- [TASK REQUIREMENTS]
Reproduce exactly the lines below, starting with the line that contains "the white panel" and ending with the last line of the records, both included, and nothing else.

- [RECORDS TO PROCESS]
## BEGIN
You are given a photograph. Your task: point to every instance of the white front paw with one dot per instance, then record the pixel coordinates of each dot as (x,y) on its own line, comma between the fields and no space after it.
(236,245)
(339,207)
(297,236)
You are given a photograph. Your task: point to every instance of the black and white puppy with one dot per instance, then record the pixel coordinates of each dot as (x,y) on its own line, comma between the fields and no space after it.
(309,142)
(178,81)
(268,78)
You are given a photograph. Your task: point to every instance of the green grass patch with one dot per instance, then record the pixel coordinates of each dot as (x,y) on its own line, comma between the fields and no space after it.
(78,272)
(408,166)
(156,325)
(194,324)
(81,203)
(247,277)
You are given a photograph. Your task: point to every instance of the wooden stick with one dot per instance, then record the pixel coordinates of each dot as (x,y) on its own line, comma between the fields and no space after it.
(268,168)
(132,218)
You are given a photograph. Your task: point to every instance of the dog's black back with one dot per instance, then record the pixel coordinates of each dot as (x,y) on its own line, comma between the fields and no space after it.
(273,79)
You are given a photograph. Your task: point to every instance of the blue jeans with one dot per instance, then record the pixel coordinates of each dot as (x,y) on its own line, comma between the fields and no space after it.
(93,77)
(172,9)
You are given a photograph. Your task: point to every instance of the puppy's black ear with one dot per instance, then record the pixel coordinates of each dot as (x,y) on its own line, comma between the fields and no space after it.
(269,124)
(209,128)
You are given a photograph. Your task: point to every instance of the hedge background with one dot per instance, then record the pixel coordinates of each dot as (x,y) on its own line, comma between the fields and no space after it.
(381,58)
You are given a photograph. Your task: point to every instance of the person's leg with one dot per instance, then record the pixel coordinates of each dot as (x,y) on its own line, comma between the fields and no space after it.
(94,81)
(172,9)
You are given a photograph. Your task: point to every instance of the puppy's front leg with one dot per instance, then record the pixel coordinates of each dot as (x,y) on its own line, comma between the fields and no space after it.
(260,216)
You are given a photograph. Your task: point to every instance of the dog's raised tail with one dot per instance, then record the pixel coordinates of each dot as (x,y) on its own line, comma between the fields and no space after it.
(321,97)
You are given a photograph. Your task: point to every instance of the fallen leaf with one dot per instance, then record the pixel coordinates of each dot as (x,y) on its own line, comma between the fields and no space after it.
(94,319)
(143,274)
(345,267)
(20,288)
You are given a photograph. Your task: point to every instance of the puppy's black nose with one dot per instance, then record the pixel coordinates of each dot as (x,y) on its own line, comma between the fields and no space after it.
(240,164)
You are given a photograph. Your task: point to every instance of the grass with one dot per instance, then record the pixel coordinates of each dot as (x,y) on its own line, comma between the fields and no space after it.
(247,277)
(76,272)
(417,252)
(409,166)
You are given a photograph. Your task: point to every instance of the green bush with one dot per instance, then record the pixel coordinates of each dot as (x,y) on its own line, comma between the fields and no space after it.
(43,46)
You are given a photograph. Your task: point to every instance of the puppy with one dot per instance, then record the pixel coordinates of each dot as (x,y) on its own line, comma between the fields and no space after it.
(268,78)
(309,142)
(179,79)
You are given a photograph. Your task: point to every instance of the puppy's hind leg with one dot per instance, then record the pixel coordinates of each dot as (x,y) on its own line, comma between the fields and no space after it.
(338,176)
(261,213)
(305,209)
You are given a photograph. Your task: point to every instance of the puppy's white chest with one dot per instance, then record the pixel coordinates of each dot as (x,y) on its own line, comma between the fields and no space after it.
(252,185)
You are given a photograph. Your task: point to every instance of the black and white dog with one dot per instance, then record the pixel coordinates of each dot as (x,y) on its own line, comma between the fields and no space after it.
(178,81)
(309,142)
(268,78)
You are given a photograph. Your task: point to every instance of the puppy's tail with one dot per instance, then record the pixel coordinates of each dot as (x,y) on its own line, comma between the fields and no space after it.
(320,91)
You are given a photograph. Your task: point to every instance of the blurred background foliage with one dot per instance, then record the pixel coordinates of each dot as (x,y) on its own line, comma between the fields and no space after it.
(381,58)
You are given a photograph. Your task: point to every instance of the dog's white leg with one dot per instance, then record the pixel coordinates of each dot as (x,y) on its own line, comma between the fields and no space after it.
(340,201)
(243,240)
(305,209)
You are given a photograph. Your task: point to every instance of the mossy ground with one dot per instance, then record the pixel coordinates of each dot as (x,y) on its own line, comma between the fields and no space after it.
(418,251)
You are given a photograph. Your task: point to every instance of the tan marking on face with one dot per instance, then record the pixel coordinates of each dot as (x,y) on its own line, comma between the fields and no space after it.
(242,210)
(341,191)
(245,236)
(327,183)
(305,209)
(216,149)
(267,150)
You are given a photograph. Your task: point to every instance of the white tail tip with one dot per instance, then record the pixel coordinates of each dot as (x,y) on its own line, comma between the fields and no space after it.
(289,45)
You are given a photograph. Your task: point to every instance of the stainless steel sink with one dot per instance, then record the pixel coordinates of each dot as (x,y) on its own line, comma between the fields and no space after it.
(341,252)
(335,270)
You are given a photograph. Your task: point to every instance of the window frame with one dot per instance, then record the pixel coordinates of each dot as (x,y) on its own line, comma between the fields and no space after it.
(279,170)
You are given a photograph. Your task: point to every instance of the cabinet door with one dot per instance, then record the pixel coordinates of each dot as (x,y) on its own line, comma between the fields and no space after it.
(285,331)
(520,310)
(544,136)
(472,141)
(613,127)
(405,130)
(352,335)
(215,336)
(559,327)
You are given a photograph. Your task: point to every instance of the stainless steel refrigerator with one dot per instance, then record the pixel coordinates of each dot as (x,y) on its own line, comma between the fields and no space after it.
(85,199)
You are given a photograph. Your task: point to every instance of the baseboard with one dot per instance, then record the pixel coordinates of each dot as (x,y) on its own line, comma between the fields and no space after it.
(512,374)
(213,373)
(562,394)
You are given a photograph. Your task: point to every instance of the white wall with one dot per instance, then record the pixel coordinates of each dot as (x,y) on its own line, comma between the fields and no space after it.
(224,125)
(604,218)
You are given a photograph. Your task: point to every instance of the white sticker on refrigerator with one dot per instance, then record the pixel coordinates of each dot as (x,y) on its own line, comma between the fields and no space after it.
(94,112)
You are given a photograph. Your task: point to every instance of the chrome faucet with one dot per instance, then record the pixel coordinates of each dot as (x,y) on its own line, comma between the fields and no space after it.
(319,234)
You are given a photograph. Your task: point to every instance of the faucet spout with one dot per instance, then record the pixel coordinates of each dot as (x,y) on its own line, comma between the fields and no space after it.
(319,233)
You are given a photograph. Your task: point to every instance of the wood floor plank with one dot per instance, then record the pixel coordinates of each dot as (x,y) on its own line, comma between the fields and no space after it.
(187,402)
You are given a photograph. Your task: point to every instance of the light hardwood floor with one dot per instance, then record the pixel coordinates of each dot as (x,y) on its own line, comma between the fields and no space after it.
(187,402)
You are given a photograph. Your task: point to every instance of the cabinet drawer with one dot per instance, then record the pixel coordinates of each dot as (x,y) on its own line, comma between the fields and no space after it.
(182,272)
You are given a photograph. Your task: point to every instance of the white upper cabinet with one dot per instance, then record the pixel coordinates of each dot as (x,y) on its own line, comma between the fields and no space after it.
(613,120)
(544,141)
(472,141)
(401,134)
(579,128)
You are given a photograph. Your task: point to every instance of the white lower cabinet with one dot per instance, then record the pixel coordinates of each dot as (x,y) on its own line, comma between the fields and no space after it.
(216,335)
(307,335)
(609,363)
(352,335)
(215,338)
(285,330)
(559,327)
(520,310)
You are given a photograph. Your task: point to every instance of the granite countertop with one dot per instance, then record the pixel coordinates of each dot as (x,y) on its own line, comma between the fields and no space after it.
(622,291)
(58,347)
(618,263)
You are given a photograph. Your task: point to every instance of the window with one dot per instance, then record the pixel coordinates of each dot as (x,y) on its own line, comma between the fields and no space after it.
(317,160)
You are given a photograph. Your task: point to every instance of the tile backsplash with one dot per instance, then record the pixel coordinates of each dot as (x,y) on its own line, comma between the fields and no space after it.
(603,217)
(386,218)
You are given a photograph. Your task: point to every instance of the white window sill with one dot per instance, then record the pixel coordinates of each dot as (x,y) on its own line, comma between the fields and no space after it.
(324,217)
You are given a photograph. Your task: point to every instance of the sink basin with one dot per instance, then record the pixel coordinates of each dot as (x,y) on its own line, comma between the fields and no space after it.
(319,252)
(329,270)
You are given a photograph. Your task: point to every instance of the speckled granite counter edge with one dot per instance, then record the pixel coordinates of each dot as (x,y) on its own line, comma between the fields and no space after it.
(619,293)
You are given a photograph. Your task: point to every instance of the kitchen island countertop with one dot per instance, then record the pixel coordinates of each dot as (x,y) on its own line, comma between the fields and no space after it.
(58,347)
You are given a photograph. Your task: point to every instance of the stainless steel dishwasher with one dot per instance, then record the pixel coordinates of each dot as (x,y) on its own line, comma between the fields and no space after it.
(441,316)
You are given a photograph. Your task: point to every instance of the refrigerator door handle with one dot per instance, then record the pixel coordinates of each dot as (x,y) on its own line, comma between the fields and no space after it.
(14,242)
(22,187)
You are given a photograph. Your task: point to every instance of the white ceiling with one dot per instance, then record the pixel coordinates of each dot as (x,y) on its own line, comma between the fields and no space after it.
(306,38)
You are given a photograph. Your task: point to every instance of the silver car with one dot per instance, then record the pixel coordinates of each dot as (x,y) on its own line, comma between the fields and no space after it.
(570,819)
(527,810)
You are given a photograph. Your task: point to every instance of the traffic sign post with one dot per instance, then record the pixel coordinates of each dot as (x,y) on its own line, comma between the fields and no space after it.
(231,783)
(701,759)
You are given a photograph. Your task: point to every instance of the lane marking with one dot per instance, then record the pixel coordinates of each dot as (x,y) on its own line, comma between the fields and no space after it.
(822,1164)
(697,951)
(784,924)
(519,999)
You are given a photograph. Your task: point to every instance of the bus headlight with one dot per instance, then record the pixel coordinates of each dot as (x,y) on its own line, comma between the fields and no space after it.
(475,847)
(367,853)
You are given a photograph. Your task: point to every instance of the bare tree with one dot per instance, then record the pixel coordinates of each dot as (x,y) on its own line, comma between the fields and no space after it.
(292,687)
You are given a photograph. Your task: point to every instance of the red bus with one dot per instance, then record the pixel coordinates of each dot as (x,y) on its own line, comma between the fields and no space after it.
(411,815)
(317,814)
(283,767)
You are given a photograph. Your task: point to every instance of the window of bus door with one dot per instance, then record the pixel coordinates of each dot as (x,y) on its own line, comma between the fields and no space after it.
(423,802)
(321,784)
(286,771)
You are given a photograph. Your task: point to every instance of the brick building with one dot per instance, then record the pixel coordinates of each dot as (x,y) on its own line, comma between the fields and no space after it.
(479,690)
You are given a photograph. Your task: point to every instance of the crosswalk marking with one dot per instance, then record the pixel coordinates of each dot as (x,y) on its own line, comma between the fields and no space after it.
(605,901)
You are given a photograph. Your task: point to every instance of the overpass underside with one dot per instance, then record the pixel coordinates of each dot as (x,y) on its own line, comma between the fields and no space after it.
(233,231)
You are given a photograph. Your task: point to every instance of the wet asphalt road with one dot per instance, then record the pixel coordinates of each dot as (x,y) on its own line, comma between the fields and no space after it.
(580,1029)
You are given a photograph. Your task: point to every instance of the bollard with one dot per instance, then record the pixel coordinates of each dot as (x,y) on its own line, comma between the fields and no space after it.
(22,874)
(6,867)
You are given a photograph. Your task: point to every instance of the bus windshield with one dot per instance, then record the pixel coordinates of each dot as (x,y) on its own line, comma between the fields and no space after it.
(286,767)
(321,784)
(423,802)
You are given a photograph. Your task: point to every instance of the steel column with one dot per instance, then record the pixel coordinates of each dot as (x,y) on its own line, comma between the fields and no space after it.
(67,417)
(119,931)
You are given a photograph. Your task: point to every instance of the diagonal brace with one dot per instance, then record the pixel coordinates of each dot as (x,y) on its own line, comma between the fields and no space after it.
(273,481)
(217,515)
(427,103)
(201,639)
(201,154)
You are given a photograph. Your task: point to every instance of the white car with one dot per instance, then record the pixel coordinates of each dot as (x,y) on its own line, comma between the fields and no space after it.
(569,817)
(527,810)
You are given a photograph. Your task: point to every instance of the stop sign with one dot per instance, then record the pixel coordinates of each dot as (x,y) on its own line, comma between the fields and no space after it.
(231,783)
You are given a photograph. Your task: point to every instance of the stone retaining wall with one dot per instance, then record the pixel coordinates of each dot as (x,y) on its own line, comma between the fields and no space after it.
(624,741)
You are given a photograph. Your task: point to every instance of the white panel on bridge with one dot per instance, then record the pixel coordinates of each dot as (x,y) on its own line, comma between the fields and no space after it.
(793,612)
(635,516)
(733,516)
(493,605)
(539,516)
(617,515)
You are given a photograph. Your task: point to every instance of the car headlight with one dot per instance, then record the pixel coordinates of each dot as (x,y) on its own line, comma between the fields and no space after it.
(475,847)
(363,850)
## END
- [RESPONSE TO THE TASK]
You are given a photograph. Your task: point to every instance of the white panel on bridge with one dot per instance, then record the pixel coordinates of each dot as (x,y) on its own line, comma between the fields and no space after it.
(793,612)
(635,516)
(733,516)
(493,605)
(539,516)
(617,515)
You are given a photograph. Your task: point to every instance of the car headlight with one dot per instance, then record the pixel coordinates of each dot as (x,y) on its own line, comma between the fields and no space after it.
(475,847)
(363,850)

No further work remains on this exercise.